• AIM OF THE EXERCISE: The lines to reproduce from the material below are those from the one containing "Target: windshield wiper" through the one containing "Target: brick building", both included; write them out exactly and add nothing.

• PROVIDED INFORMATION:
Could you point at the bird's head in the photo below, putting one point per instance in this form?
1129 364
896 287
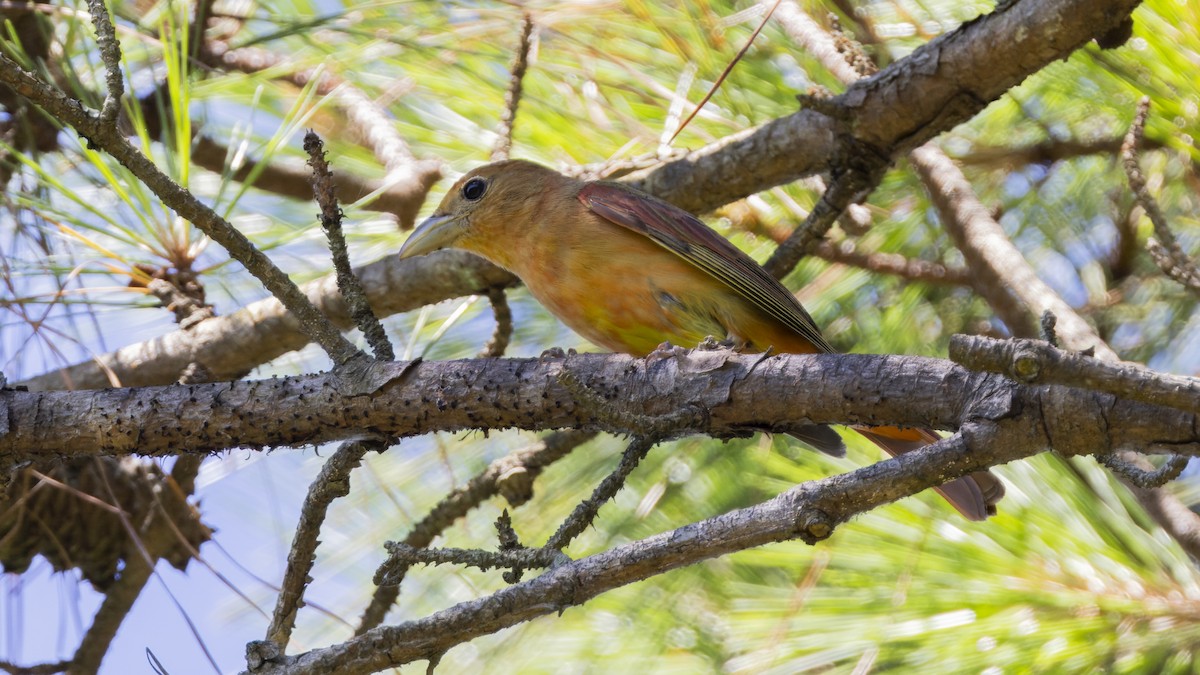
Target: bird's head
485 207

---

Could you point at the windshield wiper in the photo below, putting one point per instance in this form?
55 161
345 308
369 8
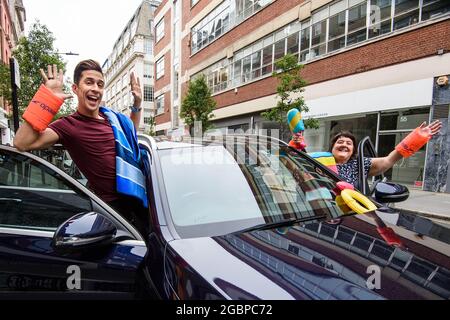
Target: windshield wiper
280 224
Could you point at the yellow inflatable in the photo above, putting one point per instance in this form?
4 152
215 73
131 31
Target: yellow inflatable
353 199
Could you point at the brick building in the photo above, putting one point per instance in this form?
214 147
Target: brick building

• SOLUTION TO THE PROBLEM:
Target: windshield wiper
280 224
Could you point at the yellow inflatable in the photo above, putting one point per instance in this form?
4 152
215 73
131 31
Target: yellow inflatable
353 199
Could you point at the brick building in the photo above, putting one point per instance in this form?
214 147
Target: brick building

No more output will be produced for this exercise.